(Items listed in a dataset)
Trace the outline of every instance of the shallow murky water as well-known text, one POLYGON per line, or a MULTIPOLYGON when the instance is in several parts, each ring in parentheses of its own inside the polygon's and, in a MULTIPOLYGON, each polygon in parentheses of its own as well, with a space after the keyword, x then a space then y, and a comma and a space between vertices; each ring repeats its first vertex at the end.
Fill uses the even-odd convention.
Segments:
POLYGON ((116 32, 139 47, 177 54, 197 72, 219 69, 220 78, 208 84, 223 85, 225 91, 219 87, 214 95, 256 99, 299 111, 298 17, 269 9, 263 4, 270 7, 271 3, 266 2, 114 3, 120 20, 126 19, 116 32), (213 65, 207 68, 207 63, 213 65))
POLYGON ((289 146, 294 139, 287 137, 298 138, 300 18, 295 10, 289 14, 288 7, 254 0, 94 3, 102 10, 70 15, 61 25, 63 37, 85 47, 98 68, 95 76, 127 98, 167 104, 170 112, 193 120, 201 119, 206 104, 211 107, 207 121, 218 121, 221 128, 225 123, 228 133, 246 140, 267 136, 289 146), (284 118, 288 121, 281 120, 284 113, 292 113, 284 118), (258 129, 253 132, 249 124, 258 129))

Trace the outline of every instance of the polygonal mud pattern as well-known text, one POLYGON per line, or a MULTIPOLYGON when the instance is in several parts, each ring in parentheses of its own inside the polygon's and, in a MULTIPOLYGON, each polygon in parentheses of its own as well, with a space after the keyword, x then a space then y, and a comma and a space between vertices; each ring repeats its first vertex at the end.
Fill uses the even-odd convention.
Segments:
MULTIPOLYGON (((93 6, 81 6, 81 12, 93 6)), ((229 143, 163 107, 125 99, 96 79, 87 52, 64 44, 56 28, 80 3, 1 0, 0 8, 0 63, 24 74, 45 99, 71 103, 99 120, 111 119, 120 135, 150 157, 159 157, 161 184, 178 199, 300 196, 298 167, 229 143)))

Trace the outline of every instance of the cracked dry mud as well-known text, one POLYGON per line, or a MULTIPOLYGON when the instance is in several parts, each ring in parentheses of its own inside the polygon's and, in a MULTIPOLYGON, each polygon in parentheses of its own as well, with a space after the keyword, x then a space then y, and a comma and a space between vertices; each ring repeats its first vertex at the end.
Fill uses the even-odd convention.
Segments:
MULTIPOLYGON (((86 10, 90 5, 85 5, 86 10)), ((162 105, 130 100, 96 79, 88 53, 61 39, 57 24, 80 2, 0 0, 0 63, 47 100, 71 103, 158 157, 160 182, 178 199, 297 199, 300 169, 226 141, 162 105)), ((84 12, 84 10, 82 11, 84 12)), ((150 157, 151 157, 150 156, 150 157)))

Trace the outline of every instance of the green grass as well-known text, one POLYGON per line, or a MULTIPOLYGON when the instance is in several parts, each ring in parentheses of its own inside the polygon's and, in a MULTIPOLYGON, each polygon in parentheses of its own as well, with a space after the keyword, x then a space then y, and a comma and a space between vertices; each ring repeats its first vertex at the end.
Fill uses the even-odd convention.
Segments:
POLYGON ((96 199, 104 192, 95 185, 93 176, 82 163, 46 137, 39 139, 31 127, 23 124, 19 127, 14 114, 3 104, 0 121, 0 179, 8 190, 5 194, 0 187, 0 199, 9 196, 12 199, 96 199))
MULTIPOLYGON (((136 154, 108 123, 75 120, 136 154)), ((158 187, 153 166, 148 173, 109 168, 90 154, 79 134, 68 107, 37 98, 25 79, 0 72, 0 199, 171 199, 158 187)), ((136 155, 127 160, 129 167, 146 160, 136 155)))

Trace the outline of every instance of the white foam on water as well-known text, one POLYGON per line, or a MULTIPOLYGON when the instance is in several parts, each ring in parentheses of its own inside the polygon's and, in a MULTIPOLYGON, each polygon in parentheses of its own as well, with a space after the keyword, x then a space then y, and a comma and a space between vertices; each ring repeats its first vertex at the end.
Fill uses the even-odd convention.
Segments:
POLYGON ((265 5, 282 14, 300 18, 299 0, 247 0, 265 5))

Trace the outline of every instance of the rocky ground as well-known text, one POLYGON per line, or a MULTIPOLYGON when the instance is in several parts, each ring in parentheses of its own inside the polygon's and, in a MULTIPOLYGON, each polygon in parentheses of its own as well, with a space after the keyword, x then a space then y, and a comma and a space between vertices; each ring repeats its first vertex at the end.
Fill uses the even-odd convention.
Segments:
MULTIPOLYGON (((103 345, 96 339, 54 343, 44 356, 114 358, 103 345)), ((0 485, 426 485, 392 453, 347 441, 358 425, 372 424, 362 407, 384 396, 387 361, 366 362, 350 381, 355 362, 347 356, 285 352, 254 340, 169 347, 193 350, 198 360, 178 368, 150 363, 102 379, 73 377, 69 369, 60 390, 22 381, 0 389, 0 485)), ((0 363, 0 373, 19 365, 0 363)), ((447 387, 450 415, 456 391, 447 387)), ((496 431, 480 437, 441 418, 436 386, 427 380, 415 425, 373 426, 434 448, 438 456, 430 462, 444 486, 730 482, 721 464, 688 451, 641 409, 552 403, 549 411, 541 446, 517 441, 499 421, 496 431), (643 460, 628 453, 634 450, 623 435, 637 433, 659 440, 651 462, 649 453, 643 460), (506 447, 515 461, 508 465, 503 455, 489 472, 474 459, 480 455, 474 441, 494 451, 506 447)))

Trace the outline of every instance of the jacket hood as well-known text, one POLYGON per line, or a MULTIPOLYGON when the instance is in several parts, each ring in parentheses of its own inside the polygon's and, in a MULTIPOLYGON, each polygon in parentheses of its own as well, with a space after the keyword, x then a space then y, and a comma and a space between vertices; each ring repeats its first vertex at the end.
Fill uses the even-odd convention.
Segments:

▶ **What to work on**
Quote the data above in full, changing nothing.

▶ **Task output**
Trace the outline of every instance of the shallow murky water as well-known text, one POLYGON per line, or a MULTIPOLYGON when the instance is in several parts, each ring in parentheses of its own inside the polygon's and, in a MULTIPOLYGON, each polygon in parentheses of its own as well, with a space after the keyword, x then a space then y, and a comma and a space between vertices; each ring repeats its first vertex at the end.
Fill uses the even-odd convention.
Segments:
POLYGON ((116 32, 139 47, 177 54, 197 72, 219 69, 220 78, 208 84, 223 85, 225 91, 219 87, 214 95, 256 99, 299 111, 298 17, 269 9, 263 4, 270 7, 271 3, 266 2, 114 3, 120 20, 126 19, 116 32), (213 65, 207 68, 207 63, 213 65))
POLYGON ((289 146, 294 139, 287 137, 298 138, 300 18, 295 10, 289 14, 288 7, 254 0, 94 3, 102 10, 70 15, 61 25, 63 37, 85 47, 98 68, 95 76, 127 98, 167 104, 170 112, 193 120, 201 119, 206 104, 211 107, 207 121, 218 121, 221 128, 225 123, 228 133, 246 140, 267 136, 289 146), (284 118, 288 121, 281 120, 284 113, 292 113, 284 118), (258 129, 253 132, 249 124, 258 129))

Trace the outline of every instance of the polygonal mud pattern as well-known text, one POLYGON per line, or a MULTIPOLYGON when the instance is in several parts, each ring in parentheses of its own inside the polygon's and, in a MULTIPOLYGON, each polygon in parentheses of its own as well, with a space after the keyword, x then a space then y, and a comma and a space between vertices; each ring repeats its first vertex at the end.
Fill uses the even-odd convention.
Segments:
MULTIPOLYGON (((93 6, 81 6, 81 12, 93 6)), ((229 143, 163 107, 125 99, 96 79, 87 52, 64 44, 56 28, 80 3, 1 0, 0 8, 0 63, 24 74, 45 99, 71 103, 99 120, 111 119, 120 135, 150 157, 159 157, 161 184, 178 199, 300 196, 298 167, 229 143)))

Trace the outline of every instance of the cracked dry mud as well-known text, one POLYGON per line, or a MULTIPOLYGON when the instance is in several parts, each ring in parentheses of its own inside the polygon's and, in a MULTIPOLYGON, each polygon in parentheses of its own as well, with a space after the keyword, x then a space then y, and a comma and a space between vertices; each ring repeats its first vertex at the end.
Fill uses the even-odd convention.
Segments:
MULTIPOLYGON (((86 10, 90 5, 85 5, 86 10)), ((162 105, 130 100, 96 79, 88 53, 61 39, 57 24, 80 2, 0 0, 0 63, 47 100, 71 103, 158 157, 160 182, 178 199, 297 199, 300 169, 226 141, 162 105)), ((84 12, 84 10, 82 11, 84 12)), ((150 157, 151 157, 150 156, 150 157)))

Trace the outline of every instance of the green grass as well-known text, one POLYGON per line, or a MULTIPOLYGON when the instance is in several parts, each ring in parentheses of its own inside the polygon's and, in a MULTIPOLYGON, each polygon in parentheses of its own as well, with a space after the keyword, x then a space then y, and a comma and a space between vertices; each ring repeats its first vertex at the end.
Fill uses the even-odd convention.
Segments:
POLYGON ((96 199, 104 192, 95 185, 93 176, 82 163, 46 137, 39 139, 31 127, 23 124, 19 127, 14 114, 3 104, 0 121, 0 179, 8 190, 5 194, 0 187, 0 199, 9 196, 12 199, 96 199))
MULTIPOLYGON (((136 154, 108 123, 75 120, 136 154)), ((158 187, 153 166, 148 173, 109 168, 90 154, 79 134, 68 107, 37 98, 25 79, 0 72, 0 199, 171 199, 158 187)), ((136 155, 127 160, 129 167, 146 160, 136 155)))

Trace the outline of every instance of the white foam on water as well-known text, one POLYGON per line, or a MULTIPOLYGON when the instance is in several parts, each ring in parentheses of its own inside the polygon's and, in a MULTIPOLYGON, each polygon in parentheses of its own as well, with a space after the keyword, x then a space then y, and a comma and a space between vertices; each ring repeats its first vertex at the end.
Fill uses the even-odd convention.
Segments:
POLYGON ((265 5, 282 14, 300 18, 299 0, 247 0, 265 5))

Trace the outline of every instance of the rocky ground as well-known text, one POLYGON per line, or a MULTIPOLYGON when the instance is in several parts, each ring in parentheses of its own inside the polygon's and, in a MULTIPOLYGON, each polygon in parentheses of its own as well, with a space after the keyword, x then a space then y, and a comma and a space between vertices; each ring repeats its first vertex at the end.
Fill uses the even-odd convention.
Segments:
MULTIPOLYGON (((103 345, 96 339, 54 343, 44 356, 114 358, 103 345)), ((0 485, 426 485, 392 453, 347 441, 358 425, 372 424, 362 407, 384 396, 387 361, 366 362, 350 381, 355 362, 347 356, 285 352, 254 340, 169 347, 193 350, 198 360, 178 368, 150 363, 102 379, 73 377, 69 369, 60 390, 22 381, 0 389, 0 485)), ((0 363, 0 373, 19 365, 0 363)), ((447 387, 450 415, 456 391, 447 387)), ((496 431, 480 437, 441 418, 436 386, 427 380, 415 425, 373 426, 434 448, 438 456, 430 462, 444 486, 730 482, 721 464, 688 451, 641 409, 552 403, 549 411, 541 446, 517 441, 499 421, 496 431), (643 460, 628 453, 634 450, 623 435, 637 433, 659 440, 651 462, 649 453, 643 460), (506 447, 515 461, 508 465, 503 455, 489 472, 474 459, 480 455, 474 441, 494 451, 506 447)))

Trace the outline of every instance of the jacket hood as well-known text, one POLYGON per line, or a MULTIPOLYGON when the instance is in several parts, each ring in parentheses of its own inside the polygon's and, in a MULTIPOLYGON, each polygon in parentheses of its own as well, with a space after the keyword, x then a space then y, and a comma and a space between vertices; each ring repeats its first vertex at the end.
Fill uses the even-odd convention.
Segments:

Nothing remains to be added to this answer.